╭─ EXTRACTED RECORDS

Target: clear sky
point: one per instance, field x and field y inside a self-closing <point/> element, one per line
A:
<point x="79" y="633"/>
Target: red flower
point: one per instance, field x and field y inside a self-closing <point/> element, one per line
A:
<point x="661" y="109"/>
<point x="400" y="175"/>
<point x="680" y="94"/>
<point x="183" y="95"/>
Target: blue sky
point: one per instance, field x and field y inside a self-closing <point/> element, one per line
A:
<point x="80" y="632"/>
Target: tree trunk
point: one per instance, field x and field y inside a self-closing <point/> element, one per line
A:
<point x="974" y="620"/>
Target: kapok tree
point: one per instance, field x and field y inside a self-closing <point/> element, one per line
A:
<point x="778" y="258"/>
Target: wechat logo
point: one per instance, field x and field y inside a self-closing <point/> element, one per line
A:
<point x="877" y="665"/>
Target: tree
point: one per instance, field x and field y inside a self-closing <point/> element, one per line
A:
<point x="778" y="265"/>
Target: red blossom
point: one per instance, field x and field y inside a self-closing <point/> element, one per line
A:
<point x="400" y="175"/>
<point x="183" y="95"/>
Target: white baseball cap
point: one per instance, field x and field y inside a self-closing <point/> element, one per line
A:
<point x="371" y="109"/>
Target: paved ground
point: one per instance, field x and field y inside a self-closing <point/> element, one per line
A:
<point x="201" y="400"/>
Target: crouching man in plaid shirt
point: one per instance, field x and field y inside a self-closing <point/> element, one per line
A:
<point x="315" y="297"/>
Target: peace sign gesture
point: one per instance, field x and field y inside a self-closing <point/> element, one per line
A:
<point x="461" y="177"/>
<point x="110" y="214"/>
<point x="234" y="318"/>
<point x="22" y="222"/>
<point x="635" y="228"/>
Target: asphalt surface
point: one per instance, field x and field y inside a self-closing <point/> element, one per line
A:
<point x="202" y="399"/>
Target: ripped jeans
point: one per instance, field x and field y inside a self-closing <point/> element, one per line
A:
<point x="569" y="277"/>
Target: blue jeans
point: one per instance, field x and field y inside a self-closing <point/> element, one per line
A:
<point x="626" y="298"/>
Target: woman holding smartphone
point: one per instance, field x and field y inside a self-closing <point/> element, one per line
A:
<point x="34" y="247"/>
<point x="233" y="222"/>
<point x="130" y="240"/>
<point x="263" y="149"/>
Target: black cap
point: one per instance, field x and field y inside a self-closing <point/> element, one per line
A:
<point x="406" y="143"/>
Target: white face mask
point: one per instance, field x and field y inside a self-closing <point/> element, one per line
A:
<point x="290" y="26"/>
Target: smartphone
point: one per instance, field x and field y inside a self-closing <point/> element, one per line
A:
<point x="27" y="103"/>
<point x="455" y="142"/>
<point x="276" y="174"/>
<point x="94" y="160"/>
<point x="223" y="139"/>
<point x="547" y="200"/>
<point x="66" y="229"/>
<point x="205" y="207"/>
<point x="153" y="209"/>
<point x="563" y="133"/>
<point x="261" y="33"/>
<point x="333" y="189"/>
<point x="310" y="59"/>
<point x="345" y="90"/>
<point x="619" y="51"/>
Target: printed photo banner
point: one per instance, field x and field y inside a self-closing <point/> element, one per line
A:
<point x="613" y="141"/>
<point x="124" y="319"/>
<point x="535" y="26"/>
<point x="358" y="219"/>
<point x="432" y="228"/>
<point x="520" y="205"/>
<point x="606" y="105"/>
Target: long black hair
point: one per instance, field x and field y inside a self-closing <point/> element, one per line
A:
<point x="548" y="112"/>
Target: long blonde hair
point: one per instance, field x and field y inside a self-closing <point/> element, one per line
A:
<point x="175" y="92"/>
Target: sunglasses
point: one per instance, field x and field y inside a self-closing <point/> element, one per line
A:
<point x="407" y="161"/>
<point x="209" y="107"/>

╰─

## [PROBLEM STATEMENT]
Without changing a word, restate the whole listing.

## [TASK SOLUTION]
Target: clear sky
point: one per instance, field x and field y inside a self-closing <point/> element, one per line
A:
<point x="79" y="633"/>
Target: red flower
point: one per instance, field x and field y inside a self-closing <point/> element, one per line
A:
<point x="661" y="109"/>
<point x="400" y="175"/>
<point x="680" y="94"/>
<point x="183" y="95"/>
Target: blue sky
point: one per instance, field x and field y inside a self-closing <point/> element, one per line
A:
<point x="80" y="632"/>
Target: tree trunk
point: one per instance, field x and field y inside a self-closing <point/> element, one per line
A:
<point x="974" y="620"/>
Target: kapok tree
point: one per instance, field x and field y inside a self-closing <point/> element, one per line
A:
<point x="778" y="258"/>
Target: wechat logo
point: one per instance, field x and field y inside a self-closing <point/> element, one per line
A:
<point x="877" y="665"/>
Target: tree
point: one per instance, field x and field y inside a self-closing <point/> element, one per line
A:
<point x="778" y="265"/>
Target: red blossom
point: one per instance, field x and field y inside a self-closing <point/> element, one per line
A:
<point x="400" y="175"/>
<point x="183" y="95"/>
Target: white baseball cap
point: one per instance, field x and field y inside a self-closing <point/> element, one per line
A:
<point x="371" y="109"/>
Target: paved ground
point: one per instance, field x and field y inside a self-closing <point/> element, one per line
A:
<point x="201" y="400"/>
Target: crouching man in plaid shirt
point: one per instance, field x and field y inside a self-closing <point/> element, one per line
A:
<point x="315" y="297"/>
Target: peace sign gesture
point: one per instance, field x and field y inside a self-closing <point/> element, one per line
A:
<point x="461" y="177"/>
<point x="110" y="214"/>
<point x="234" y="318"/>
<point x="22" y="222"/>
<point x="635" y="228"/>
Target: asphalt surface
point: one per instance, field x and field y inside a self-closing <point/> element, one per line
A:
<point x="202" y="399"/>
Target: ripped jeans
point: one per instance, field x and field y inside a self-closing <point/> element, one per line
A:
<point x="569" y="277"/>
Target: blue jeans
point: one per instance, field x and field y inside a self-closing <point/> element, one per line
A:
<point x="626" y="298"/>
Target: woman holding smartphone
point: one per instance, field x and field y inside a self-closing <point/> element, one per line
A:
<point x="34" y="247"/>
<point x="233" y="222"/>
<point x="130" y="240"/>
<point x="263" y="149"/>
Target: black cap
point: one per instance, field x and field y inside a self-closing <point/> element, one per line
A:
<point x="406" y="143"/>
Target: white face mask
point: one per instance, field x and field y inside a self-closing <point/> element, one per line
A:
<point x="290" y="26"/>
Target: smartphone
point: one per instance, field x and field y inside a self-closing <point/> element, one per line
A:
<point x="27" y="103"/>
<point x="455" y="142"/>
<point x="276" y="174"/>
<point x="94" y="160"/>
<point x="223" y="139"/>
<point x="547" y="200"/>
<point x="66" y="229"/>
<point x="205" y="207"/>
<point x="153" y="209"/>
<point x="563" y="133"/>
<point x="261" y="33"/>
<point x="333" y="189"/>
<point x="310" y="59"/>
<point x="345" y="90"/>
<point x="619" y="51"/>
Target: printed photo banner
point: one per instance, field x and field y inside a self-closing <point/> element, one per line
A:
<point x="613" y="141"/>
<point x="124" y="319"/>
<point x="535" y="26"/>
<point x="358" y="219"/>
<point x="432" y="228"/>
<point x="520" y="205"/>
<point x="606" y="105"/>
Target: long black hair
point: one per instance, field x and field y inside a self-closing <point/> element, one per line
A:
<point x="548" y="112"/>
Target: long blonde hair
point: one per instance, field x and field y inside a self-closing <point/> element, one per line
A:
<point x="175" y="92"/>
Target: sunglasses
point: one per instance, field x and field y inside a self-closing <point/> element, one per line
A:
<point x="407" y="161"/>
<point x="209" y="107"/>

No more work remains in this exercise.